▶ AIM OF THE TASK: The entries follow. Please return all of them exactly.

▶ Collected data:
------------------------------------------------------------

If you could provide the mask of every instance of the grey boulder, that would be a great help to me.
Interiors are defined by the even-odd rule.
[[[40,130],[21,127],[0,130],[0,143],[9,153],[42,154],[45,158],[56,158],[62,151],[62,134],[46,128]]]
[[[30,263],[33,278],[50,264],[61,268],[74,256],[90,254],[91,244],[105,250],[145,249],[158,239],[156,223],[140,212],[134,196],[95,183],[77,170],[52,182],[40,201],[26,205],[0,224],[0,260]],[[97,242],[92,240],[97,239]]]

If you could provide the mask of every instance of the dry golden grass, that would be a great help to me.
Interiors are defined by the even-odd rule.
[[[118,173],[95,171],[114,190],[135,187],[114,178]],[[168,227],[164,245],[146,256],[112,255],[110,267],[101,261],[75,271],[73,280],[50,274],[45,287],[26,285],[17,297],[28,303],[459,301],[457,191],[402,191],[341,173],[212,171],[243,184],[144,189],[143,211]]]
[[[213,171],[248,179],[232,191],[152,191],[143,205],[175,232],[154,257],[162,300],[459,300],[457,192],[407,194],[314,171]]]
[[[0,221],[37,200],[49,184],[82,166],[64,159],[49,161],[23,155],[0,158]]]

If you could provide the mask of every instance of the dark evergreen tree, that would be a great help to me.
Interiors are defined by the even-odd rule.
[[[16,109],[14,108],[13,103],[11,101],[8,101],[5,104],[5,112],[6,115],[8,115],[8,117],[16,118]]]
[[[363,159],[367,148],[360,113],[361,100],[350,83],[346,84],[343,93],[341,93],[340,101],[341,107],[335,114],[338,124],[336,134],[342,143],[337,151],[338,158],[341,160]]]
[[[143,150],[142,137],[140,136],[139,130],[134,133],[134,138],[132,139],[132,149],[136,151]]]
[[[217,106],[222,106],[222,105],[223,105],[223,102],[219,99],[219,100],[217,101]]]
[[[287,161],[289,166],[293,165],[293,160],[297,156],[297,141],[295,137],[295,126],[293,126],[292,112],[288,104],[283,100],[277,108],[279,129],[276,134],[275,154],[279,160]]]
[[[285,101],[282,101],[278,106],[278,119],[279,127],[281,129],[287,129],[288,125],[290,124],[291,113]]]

------------------------------------------------------------

▶ EXERCISE ANSWER:
If you could provide the mask of every instance of the grey boulder, that would be a great help to me.
Interiors are defined by the even-odd rule.
[[[40,130],[21,127],[0,130],[0,143],[9,153],[42,154],[45,158],[56,158],[62,151],[62,134],[46,128]]]
[[[30,263],[33,278],[50,264],[61,268],[74,256],[90,254],[91,244],[105,250],[145,249],[158,239],[156,223],[140,212],[134,196],[95,183],[77,170],[52,182],[40,201],[26,205],[0,224],[0,260]],[[97,242],[92,240],[97,239]]]

If you could provide the mask of every instance of the dry golden grass, that would be a great help to me.
Interiors are defined by the even-odd rule.
[[[118,173],[95,171],[114,190],[135,187],[114,178]],[[168,227],[164,245],[146,256],[112,255],[110,267],[101,261],[75,271],[73,280],[50,274],[45,287],[26,285],[17,297],[28,303],[459,301],[457,191],[402,191],[341,173],[212,171],[243,184],[144,189],[143,211]]]
[[[213,171],[248,179],[232,191],[152,191],[143,205],[175,232],[154,257],[162,300],[459,300],[457,192],[407,194],[314,171]]]
[[[0,221],[37,200],[49,184],[82,166],[64,159],[49,161],[23,155],[0,158]]]

If you could provide the mask of every instance of the dark evergreen tree, that would be a great help to me.
Interiors are defined by the even-odd rule.
[[[16,109],[14,108],[13,103],[11,101],[8,101],[5,104],[5,112],[6,115],[8,115],[8,117],[16,118]]]
[[[363,159],[367,148],[360,113],[361,100],[350,83],[346,84],[343,93],[341,93],[340,101],[341,107],[335,114],[338,124],[336,134],[342,143],[337,151],[338,158],[341,160]]]
[[[143,150],[142,137],[140,136],[139,130],[134,133],[134,138],[132,139],[132,149],[136,151]]]
[[[217,106],[222,106],[222,105],[223,105],[223,102],[219,99],[219,100],[217,101]]]
[[[287,161],[289,166],[293,165],[293,160],[297,156],[297,141],[295,137],[295,126],[293,126],[292,112],[288,104],[283,100],[277,108],[279,129],[276,134],[275,154],[279,160]]]
[[[285,101],[282,101],[278,106],[278,119],[279,127],[281,129],[287,129],[288,125],[290,124],[291,113]]]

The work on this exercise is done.